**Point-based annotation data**
* * * * * * * * *

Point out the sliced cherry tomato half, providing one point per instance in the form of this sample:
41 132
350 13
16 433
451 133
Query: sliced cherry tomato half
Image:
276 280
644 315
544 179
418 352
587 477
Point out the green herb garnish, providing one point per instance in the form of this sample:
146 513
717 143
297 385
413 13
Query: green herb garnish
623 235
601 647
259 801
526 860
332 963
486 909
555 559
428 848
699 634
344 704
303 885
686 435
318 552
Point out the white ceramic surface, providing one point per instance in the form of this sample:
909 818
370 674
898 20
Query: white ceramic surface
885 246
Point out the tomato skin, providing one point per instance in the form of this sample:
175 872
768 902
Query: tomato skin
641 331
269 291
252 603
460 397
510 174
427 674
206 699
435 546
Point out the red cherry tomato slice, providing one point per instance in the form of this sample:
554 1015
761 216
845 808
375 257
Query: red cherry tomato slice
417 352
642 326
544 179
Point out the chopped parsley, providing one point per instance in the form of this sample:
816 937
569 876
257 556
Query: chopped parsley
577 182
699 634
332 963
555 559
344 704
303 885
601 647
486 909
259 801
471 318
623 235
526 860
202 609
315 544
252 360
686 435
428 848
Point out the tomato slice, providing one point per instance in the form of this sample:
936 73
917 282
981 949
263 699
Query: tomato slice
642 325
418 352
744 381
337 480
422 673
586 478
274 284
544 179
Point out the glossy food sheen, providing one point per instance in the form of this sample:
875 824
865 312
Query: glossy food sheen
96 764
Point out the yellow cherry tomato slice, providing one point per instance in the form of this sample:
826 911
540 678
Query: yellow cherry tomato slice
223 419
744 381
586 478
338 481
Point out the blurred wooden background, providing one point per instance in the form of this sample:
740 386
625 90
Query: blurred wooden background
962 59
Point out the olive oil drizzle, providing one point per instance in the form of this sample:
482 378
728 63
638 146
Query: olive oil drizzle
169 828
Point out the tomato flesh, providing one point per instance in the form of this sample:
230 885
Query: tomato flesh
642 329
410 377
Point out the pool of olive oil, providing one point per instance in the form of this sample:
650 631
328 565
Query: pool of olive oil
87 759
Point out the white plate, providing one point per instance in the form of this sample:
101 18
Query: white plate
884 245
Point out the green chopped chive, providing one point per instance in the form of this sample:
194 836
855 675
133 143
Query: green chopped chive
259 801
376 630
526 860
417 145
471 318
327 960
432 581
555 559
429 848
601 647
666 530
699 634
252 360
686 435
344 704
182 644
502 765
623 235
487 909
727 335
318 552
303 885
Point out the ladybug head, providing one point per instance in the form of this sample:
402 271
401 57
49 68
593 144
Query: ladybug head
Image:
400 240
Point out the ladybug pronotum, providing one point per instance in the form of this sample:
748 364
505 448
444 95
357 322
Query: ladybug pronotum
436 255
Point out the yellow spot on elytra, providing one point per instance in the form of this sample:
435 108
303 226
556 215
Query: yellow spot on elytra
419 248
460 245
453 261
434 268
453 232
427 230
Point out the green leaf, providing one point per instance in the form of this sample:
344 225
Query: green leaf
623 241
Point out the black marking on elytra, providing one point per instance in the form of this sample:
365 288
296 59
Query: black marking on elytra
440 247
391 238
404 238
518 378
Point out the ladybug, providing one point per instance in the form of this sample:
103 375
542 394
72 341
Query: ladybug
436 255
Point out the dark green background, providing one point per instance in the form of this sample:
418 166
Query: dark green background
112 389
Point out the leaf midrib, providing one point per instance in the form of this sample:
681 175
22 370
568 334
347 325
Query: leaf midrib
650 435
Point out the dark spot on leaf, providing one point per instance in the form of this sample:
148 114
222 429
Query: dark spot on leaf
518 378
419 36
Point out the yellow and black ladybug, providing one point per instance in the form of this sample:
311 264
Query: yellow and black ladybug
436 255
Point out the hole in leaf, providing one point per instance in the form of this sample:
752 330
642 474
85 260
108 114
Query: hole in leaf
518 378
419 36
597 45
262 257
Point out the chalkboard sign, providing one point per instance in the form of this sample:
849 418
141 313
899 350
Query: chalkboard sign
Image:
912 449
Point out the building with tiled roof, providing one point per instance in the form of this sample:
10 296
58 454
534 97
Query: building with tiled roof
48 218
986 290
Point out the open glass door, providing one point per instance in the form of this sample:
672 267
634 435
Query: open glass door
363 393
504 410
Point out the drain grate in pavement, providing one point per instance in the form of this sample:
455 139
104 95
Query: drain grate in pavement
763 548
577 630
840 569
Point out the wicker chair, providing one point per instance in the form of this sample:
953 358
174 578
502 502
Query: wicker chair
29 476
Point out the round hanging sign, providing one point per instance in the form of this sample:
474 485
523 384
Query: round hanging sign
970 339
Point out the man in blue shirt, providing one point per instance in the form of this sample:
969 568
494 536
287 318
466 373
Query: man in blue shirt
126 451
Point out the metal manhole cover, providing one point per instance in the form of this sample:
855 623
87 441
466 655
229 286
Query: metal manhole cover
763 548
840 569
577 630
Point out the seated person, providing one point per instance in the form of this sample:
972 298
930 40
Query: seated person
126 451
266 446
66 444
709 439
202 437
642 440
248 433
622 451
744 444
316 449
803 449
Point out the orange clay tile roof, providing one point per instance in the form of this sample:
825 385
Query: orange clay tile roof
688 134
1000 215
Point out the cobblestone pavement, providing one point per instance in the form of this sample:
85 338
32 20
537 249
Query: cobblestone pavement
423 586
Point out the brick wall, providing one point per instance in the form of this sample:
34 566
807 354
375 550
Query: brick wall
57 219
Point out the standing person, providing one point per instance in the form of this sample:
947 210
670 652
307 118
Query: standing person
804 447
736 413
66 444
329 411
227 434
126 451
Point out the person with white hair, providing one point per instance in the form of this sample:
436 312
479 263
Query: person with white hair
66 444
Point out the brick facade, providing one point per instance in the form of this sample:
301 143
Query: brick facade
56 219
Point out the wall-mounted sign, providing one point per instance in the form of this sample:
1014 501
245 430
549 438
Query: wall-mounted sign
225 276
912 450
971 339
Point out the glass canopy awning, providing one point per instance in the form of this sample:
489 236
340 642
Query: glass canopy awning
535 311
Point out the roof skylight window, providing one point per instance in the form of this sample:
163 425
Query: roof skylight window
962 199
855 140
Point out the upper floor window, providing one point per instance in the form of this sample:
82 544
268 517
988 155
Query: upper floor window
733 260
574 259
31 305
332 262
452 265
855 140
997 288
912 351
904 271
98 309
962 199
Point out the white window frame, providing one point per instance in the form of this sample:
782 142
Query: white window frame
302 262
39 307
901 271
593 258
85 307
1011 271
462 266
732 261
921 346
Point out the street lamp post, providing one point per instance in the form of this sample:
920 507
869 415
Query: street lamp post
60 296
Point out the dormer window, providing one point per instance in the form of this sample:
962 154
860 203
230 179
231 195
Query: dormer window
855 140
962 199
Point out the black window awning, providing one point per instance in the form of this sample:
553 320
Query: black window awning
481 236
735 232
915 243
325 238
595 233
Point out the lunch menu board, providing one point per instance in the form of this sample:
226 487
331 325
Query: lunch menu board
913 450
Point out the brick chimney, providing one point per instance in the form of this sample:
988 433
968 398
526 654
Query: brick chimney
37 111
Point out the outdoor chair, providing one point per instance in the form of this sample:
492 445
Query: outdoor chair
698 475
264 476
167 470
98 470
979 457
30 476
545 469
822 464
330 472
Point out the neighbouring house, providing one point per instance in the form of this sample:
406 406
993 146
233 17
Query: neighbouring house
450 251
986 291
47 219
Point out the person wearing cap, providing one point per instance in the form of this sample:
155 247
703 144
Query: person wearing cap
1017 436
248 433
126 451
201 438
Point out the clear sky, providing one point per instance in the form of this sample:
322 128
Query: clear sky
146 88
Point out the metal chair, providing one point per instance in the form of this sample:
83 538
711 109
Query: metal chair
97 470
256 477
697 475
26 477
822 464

* * * * * * * * *

**Your task**
Each line of the material should be echoed exactly.

**Reply**
Point out the sliced cherry tomato half, providing one point per instance in the form of this sample:
41 132
350 13
16 433
451 133
Query: sliced cherry tomato half
Image:
276 280
644 315
544 179
418 352
587 477
Point out the green herb garnish, providing one point per instance in the form of this sample:
146 513
717 143
297 385
413 13
Query: green herb garnish
623 235
601 647
259 801
526 860
332 963
486 909
555 559
428 848
699 634
344 704
303 885
686 435
318 552
Point out the white ceramic surface, providing one point per instance in the form of this sample:
909 818
370 674
898 20
Query: white ceramic surface
885 246
Point out the tomato skin, providing one point per instance in the form of this sample:
175 872
768 902
Query: tomato skin
641 331
269 291
252 603
460 397
510 174
427 674
206 699
435 546
Point out the red cherry tomato slice, providing one point per instance in the form of this sample:
554 1015
761 216
845 808
375 257
Query: red cherry tomato slice
417 352
642 326
544 179
Point out the chopped parsley, providing one point per instance in the form of this sample:
816 937
569 876
257 556
Query: chopped parsley
577 182
699 634
332 963
555 559
344 704
303 885
601 647
486 909
259 801
471 318
623 235
526 860
202 609
315 544
252 360
686 435
428 848
Point out the tomato slice, providing one point per instance in the form of this sample:
936 73
917 282
981 949
263 699
Query: tomato slice
642 325
418 352
744 381
337 480
422 673
586 478
274 284
544 179
Point out the glossy food sheen, providing one point per instance in the form of this sample:
875 824
865 312
Query: glossy food sheen
96 764
Point out the yellow cherry tomato slice, providing one point per instance in the form of this sample:
826 911
540 678
Query: yellow cherry tomato slice
223 419
744 381
586 478
338 481
Point out the blurred wooden background, providing one point per instance in the form of this sample:
740 386
625 90
Query: blurred wooden background
962 59
Point out the olive oil drizzle, providing one point per instance in the form of this sample:
482 378
728 63
638 146
Query: olive oil drizzle
169 828
Point out the tomato flesh, providing one point per instance in the form of this sample:
230 885
Query: tomato flesh
642 329
410 377
Point out the pool of olive oil, providing one point per instance in the form of this sample:
650 631
328 565
Query: pool of olive oil
87 759
Point out the white plate, providing one point per instance in the form of this sample:
101 18
Query: white plate
884 245
Point out the green chopped chive, providing one point per instance in the form of this sample:
194 836
855 675
133 143
Query: green chopped chive
259 801
376 630
526 860
417 145
471 318
327 960
432 581
555 559
429 848
601 647
666 530
699 634
252 360
686 435
344 704
182 644
502 765
623 235
487 909
727 335
318 552
303 885
Point out the ladybug head, providing one point per instance in the form of this sample:
402 271
401 57
49 68
593 144
Query: ladybug head
Image:
400 240
Point out the ladybug pronotum, providing one point per instance in the form of this sample:
748 364
505 448
444 95
357 322
Query: ladybug pronotum
436 255
Point out the yellow spot on elytra, providing one point per instance in the form of this sample:
435 108
303 226
556 215
Query: yellow spot on elytra
419 248
460 245
453 261
434 268
453 232
427 230
Point out the green leaf, providing one point per instance in the form of this sample:
344 225
Query: green leaf
623 241
Point out the black marking on elytra, providing one point per instance in the form of this sample:
365 288
296 59
Query: black marking on elytra
440 247
391 238
404 238
518 378
Point out the ladybug, providing one point per instance in the form of this sample:
103 375
542 394
72 341
Query: ladybug
436 255
Point out the dark green background, providing one point per instance in the form of this sample:
418 166
Query: dark green background
112 389
Point out the leaf midrib, providing one point per instance in the form of this sample:
681 175
22 370
568 334
347 325
Query: leaf midrib
650 435
Point out the dark spot on leaf, providing one point per instance in the form of this sample:
148 114
222 429
Query: dark spot on leaf
518 378
419 36
Point out the yellow and black ladybug, providing one point per instance in the form of this sample:
311 264
Query: yellow and black ladybug
436 255
Point out the hole in leaf, providing one point per instance in the form of this sample:
752 330
642 474
85 260
108 114
Query: hole in leaf
518 378
419 36
597 45
262 257
Point out the chalkboard sign, providing one point per instance in the form of this sample:
849 418
141 313
899 350
Query: chalkboard sign
Image:
912 449
Point out the building with tiled roof, providing one point per instance in the form of this sample:
10 296
58 454
534 97
Query: building with tiled roof
48 218
986 290
Point out the open glass door, providing one point per instance in the form of this sample:
672 267
634 435
Query: open glass door
363 393
504 410
Point out the drain grate in pavement, providing one point per instance in the form of this sample:
455 139
104 95
Query: drain grate in pavement
763 548
577 630
840 569
Point out the wicker chair, providing one point per instance in the form of this sample:
953 358
174 578
502 502
Query: wicker chair
29 476
Point out the round hanging sign, providing one point per instance in the form of this sample:
474 485
523 384
Query: round hanging sign
970 339
Point out the man in blue shirt, providing one point per instance in the form of this sample:
969 568
494 536
287 318
466 373
Query: man in blue shirt
126 451
Point out the metal manhole cover, providing one point per instance in the form of this sample:
855 623
87 441
466 655
229 286
Query: metal manhole cover
763 548
840 569
577 630
Point out the seated person, providing one point per instance in the form of this sample:
972 298
930 40
Query: seated person
126 451
266 446
66 444
709 439
202 437
642 440
248 433
622 451
744 444
316 449
803 449
Point out the orange clay tile roof, providing one point per instance in the form of this sample:
825 385
Query: orange clay tile roof
688 134
1000 215
Point out the cobblestone pavement, providing one point per instance in the form of this sample:
85 338
32 20
537 249
Query: cobblestone pavement
423 586
Point out the brick wall, providing one point per instance in the form of this sample:
34 566
807 354
375 550
Query: brick wall
57 219
Point out the standing person, providing one point per instance in the form of this sample:
947 210
670 652
307 118
Query: standing person
804 447
736 413
66 444
329 411
227 434
126 451
Point out the person with white hair, providing one point per instance in the form of this sample:
436 312
479 263
Query: person with white hair
66 444
Point out the brick facade, providing one point per instance in the form of this sample:
301 143
Query: brick facade
56 219
Point out the wall-mounted sign, providing one point per instance in the form of this sample:
1014 501
245 430
549 438
Query: wall-mounted sign
225 276
912 450
971 339
Point out the glass canopy awning, providing one point per instance in the form of this sample:
489 236
340 642
Query: glass canopy awning
535 311
Point out the roof skylight window, providing one point per instance in the form of this sample:
163 425
Query: roof skylight window
962 199
855 140
Point out the upper floor window, providing one point per instance in the form of this sample:
82 544
268 517
988 155
Query: upper floor window
733 260
574 259
31 305
332 262
452 265
855 140
997 288
912 351
904 271
98 309
962 199
Point out the white window frame, providing one point per instance in the form of this sample:
782 142
Query: white window frame
302 262
39 307
901 271
593 258
85 307
1011 271
462 266
732 261
921 346
Point out the street lamp post, providing one point per instance in the form of this sample:
920 507
869 415
Query: street lamp post
60 296
Point out the dormer window, providing one point per instance in the form of this sample:
962 154
860 203
230 179
231 195
Query: dormer window
855 140
962 199
Point out the black window awning, providing one point per instance in the form of this sample:
553 320
Query: black window awning
481 236
735 232
915 243
325 238
595 233
Point out the lunch menu board, providing one point per instance in the form of this sample:
226 487
331 325
Query: lunch menu board
913 450
Point out the brick chimney, providing one point per instance in the form of this sample:
988 433
968 398
526 654
Query: brick chimney
37 111
Point out the outdoor chair, providing one point per instance in the form of this sample:
492 445
Query: outdoor chair
698 475
264 476
167 470
98 470
979 457
30 476
545 469
822 464
330 472
Point out the neighbouring house, providing one point per instance in the form of this sample:
406 406
993 146
233 17
Query: neighbouring house
450 251
986 291
47 219
Point out the person wearing cap, providing one point per instance in the form of this sample:
155 247
703 144
Query: person wearing cap
1017 436
248 433
126 451
201 438
Point out the clear sky, providing one point per instance in the form of this sample:
322 128
Query: clear sky
146 88
Point out the metal chair, providing one point per instance in the form of this sample:
83 538
711 109
Query: metal chair
97 470
256 477
697 475
26 477
822 464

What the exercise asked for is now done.